Shaheen, Hassan Announce $800K National Science Foundation Grant for Dartmouth College
(Washington, DC) – U.S. Senators Jeanne Shaheen (D-NH) and Maggie Hassan (D-NH) announced today that the National Science Foundation awarded Dartmouth College an $800,000 Faculty Early Career Development (CAREER) Program grant for Professor Michael Hoppa, Assistant Professor of Biological Sciences, to research nerve signaling in the human brain.
“I’m thrilled that Dartmouth College has been selected for this important research opportunity, which reflects the caliber of academic institutions we have here in New Hampshire,” said Senator Shaheen. “Supporting research projects like this are how medical advancements are made, and potentially, could impact how lives are shaped, changed or even saved. It’s critical that the government continue to invest in our academic institutions, particularly in New Hampshire, which is home to some of the brightest minds and top-notch programs at the forefront of this frontier. As a member of the Senate Appropriations Committee, I’ll continue to advocate for federal assistance in scientific and medical research conducted at Dartmouth and other colleges and universities across the state and nation.”
“Investing in medical research is critical to strengthening the health and well-being of our people in New Hampshire and across the country,” said Senator Hassan. “I congratulate Dartmouth College on receiving this federal grant from the National Science Foundation, which will support an important research project that could potentially uncover new treatments in medicine while preparing future scientists with the skills and knowledge they need to continue pursuing medical advancements. I will continue to emphasize the importance of federal funding for medical research and stand up against efforts to cut it.”
“Professor Hoppa's CAREER award from the National Science Foundation is wonderful recognition of his success and future potential as a faculty member,” said Dartmouth Vice Provost for Research Dean Madden. “The CAREER awards are perfectly aligned with Dartmouth's teacher/scholar model: they provide critical funding for state-of-the-art research coupled with educational strategies to develop the next generation of scientists by tackling real-world problems.”
Professor Hoppa’s research will look at the stimulus of nerve signaling to the brain, which could help to understand at the molecular level how certain defects lead to autoimmune diseases, and ultimately help uncover new treatments. The grant will also support training undergraduate students, using cutting-edge techniques to visualize cellular activity. This work will complement a parallel project supported through Dartmouth’s NIH/IDeA-funded Institute for Biomolecular Targeting, which focuses on additional sources of flexibility in nerve signaling.

* * * * * * * * *

▶ [WORK TO COMPLETE]:
[a] Name every person mentioned in the press release.
[b] Copy the part of the press release that opens with the words containing "Shaheen, Hassan Announce" and closes with "the human brain.", swapping "Dartmouth College" for "Dartmouth" throughout.
The listing that comes after the press release is separate material and has no connection to it.

▶ [INFORMATION SHOWN]:
* * * * * * * * *

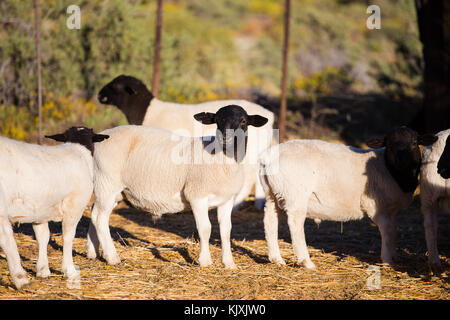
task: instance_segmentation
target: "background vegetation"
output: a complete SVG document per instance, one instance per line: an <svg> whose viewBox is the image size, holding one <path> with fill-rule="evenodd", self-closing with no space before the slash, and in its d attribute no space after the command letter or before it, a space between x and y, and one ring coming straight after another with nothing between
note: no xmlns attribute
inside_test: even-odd
<svg viewBox="0 0 450 320"><path fill-rule="evenodd" d="M81 29L66 8L81 8ZM360 143L408 123L422 99L422 47L413 0L377 1L381 30L366 28L368 1L294 0L288 134ZM70 124L126 123L100 105L119 74L151 83L156 1L41 2L44 134ZM277 111L281 0L166 0L160 98L242 97ZM36 74L30 0L0 2L0 134L36 141Z"/></svg>

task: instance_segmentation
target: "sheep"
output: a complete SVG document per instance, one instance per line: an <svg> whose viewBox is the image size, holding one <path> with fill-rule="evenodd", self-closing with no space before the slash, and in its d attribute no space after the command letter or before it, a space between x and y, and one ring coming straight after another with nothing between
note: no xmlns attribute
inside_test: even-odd
<svg viewBox="0 0 450 320"><path fill-rule="evenodd" d="M108 220L123 194L134 207L158 217L191 209L200 237L199 264L205 267L212 263L208 209L217 207L222 263L225 268L236 267L230 248L231 212L244 180L247 139L235 140L249 126L266 124L267 118L248 115L237 105L216 113L198 113L194 118L205 125L217 124L213 142L150 126L126 125L102 132L110 138L94 153L95 201L86 245L88 258L96 258L101 245L109 264L120 262ZM233 136L228 129L241 135ZM226 152L233 147L232 155Z"/></svg>
<svg viewBox="0 0 450 320"><path fill-rule="evenodd" d="M285 210L294 251L304 267L315 268L306 248L306 217L348 221L369 216L381 233L381 259L391 263L395 214L410 204L418 184L418 145L434 140L433 135L419 136L400 127L369 141L374 148L369 150L319 140L291 140L271 147L261 157L260 170L269 260L285 263L277 240L277 213Z"/></svg>
<svg viewBox="0 0 450 320"><path fill-rule="evenodd" d="M420 168L420 203L424 217L425 240L428 249L428 262L434 272L441 266L437 248L437 215L439 210L450 212L450 187L446 179L449 172L450 129L436 134L437 141L423 148L423 161Z"/></svg>
<svg viewBox="0 0 450 320"><path fill-rule="evenodd" d="M7 219L12 223L32 223L39 247L36 276L40 278L50 275L48 221L62 220L62 271L69 279L79 275L72 260L72 242L92 196L94 142L108 136L95 134L86 127L72 127L46 137L66 143L42 146L0 137L0 238L17 288L29 281L20 265Z"/></svg>
<svg viewBox="0 0 450 320"><path fill-rule="evenodd" d="M118 107L127 117L129 124L153 126L177 134L201 137L215 135L215 129L192 121L194 114L201 111L217 112L226 105L239 105L249 114L259 114L268 119L262 128L249 128L248 164L242 191L236 197L236 207L240 207L255 188L255 207L262 210L264 191L258 177L258 156L273 140L274 115L262 106L246 100L217 100L199 104L178 104L155 98L145 84L132 76L121 75L105 85L98 94L98 101Z"/></svg>

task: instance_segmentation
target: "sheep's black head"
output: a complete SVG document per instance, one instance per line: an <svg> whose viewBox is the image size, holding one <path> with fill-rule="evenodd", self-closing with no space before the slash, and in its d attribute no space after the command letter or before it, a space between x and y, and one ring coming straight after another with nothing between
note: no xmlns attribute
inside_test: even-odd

* * * * * * * * *

▶ [EXERCISE ANSWERS]:
[a] Jeanne Shaheen, Maggie Hassan, Michael Hoppa, Dean Madden

[b]
Shaheen, Hassan Announce $800K National Science Foundation Grant for Dartmouth
(Washington, DC) – U.S. Senators Jeanne Shaheen (D-NH) and Maggie Hassan (D-NH) announced today that the National Science Foundation awarded Dartmouth an $800,000 Faculty Early Career Development (CAREER) Program grant for Professor Michael Hoppa, Assistant Professor of Biological Sciences, to research nerve signaling in the human brain.